# well thats it



## VanFlair (Nov 21, 2009)

Hi

We are officially motorhomers as we have sold our caravan, a Vanroyce 470EK that we have used for 14 years and has been stood for a year and a half just in case motorhomes were not for us after all.

So it seems that the motorhome has won and the caravan has gone to seek a new life with new owners who are going to love and look after it.

Martin


----------



## Techno100 (May 8, 2010)

Well it's a lifestyle choice so you may go back to tugging ATEOTD but enjoy!! we love it


----------



## vicdicdoc (May 14, 2005)

Glad you've seen the light - welcome


----------



## VanFlair (Nov 21, 2009)

Hi Techno/Andy

ATEOTD that took a bit of Grey matter to work out.

I dont knock caravans as they work very well for a lot of people including us for 14 years, some friends of ours have just gone back as they could not make the motorhome work for them, we cycle everywhere when we are away or park near towns or bus stops in the cooler months so we are OK for transport which seems to be the big compromise without towing a small car.

Sorry should have said that we have had the motorhome for over a year now so are not exactly newbies anymore.

Martin


----------



## kenp (Sep 8, 2006)

I'm starting to ponder that, as an OAP, I should not have 2 cars and a motorhome all under 3 years old. Perhaps I should become a tugger again after 6 tents, 4 motorhomes, 4 caravans and one (Mirror) trailer tent.

But then I realise I like my motorhome & car and we both love the soft top!


----------



## Blizzard (Sep 21, 2009)

Martin,

It must have been nice, being able to hang on to your van until you were satisfied that motor homing was the way forward.

We jumped a few years ago and it was more of a leap of faith as we had to p/x our caravan and tow car to be able to afford to do it at that point in our lives.

Friends have just made the same leap of faith and collect their new motorhome next Friday.

IMHO you have made the right call.


Kenp,

If you enjoy them and can afford to run them.... Keep them  

You just need a 2 wheeler to compliment the stable.

We're in a similar position, with a small economical commuter, a family estate for the kids and dog; and the bikes are just toys, when they happen along.


Ken.


----------

[Data records]

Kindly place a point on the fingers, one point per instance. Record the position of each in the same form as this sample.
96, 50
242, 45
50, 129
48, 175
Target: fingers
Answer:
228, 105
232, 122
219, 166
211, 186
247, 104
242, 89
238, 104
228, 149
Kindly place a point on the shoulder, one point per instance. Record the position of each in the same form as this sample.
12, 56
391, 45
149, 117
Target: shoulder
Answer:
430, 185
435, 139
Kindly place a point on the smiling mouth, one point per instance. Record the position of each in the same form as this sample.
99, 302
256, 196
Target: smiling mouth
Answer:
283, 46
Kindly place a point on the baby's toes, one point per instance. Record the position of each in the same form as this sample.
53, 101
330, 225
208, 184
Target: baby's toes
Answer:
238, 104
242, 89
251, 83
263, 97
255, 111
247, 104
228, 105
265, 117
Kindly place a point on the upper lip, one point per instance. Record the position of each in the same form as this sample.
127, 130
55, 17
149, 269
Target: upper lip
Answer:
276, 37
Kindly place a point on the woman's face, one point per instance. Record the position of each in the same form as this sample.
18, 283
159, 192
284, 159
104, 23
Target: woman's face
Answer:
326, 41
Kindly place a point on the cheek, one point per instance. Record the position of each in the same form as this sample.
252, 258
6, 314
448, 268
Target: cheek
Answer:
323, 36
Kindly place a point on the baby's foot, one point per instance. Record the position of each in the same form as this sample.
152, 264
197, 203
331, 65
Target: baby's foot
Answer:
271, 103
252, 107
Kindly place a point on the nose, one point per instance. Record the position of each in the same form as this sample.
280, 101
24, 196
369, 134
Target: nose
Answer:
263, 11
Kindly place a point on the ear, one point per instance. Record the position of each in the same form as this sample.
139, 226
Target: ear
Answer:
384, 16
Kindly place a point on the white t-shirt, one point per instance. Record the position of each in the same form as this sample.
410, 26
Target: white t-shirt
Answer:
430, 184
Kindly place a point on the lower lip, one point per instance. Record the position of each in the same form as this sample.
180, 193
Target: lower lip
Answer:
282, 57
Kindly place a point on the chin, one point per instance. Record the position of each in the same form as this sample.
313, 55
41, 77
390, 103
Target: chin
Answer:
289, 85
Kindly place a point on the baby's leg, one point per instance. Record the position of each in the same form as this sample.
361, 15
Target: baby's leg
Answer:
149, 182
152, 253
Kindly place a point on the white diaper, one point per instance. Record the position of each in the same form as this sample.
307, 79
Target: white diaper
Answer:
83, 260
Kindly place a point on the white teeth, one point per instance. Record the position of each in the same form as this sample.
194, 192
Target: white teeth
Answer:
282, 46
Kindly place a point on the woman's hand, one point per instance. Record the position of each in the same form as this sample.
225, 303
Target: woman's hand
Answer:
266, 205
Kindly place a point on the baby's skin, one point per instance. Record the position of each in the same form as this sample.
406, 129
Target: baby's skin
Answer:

** GIVEN REQUEST 1 **
In the forum thread about selling a caravan, why did Martin leave the caravan standing for a year and a half before selling it?
** GIVEN REQUEST 2 **
Write out the stretch of the forum thread from "You just need" through "they happen along.", word for word.

** WRITTEN RESPONSE 1 **
He left it standing in case motorhomes turned out not to suit them after all. After that time the motorhome had won, so they sold the caravan.

** WRITTEN RESPONSE 2 **
You just need a 2 wheeler to compliment the stable.

We're in a similar position, with a small economical commuter, a family estate for the kids and dog; and the bikes are just toys, when they happen along.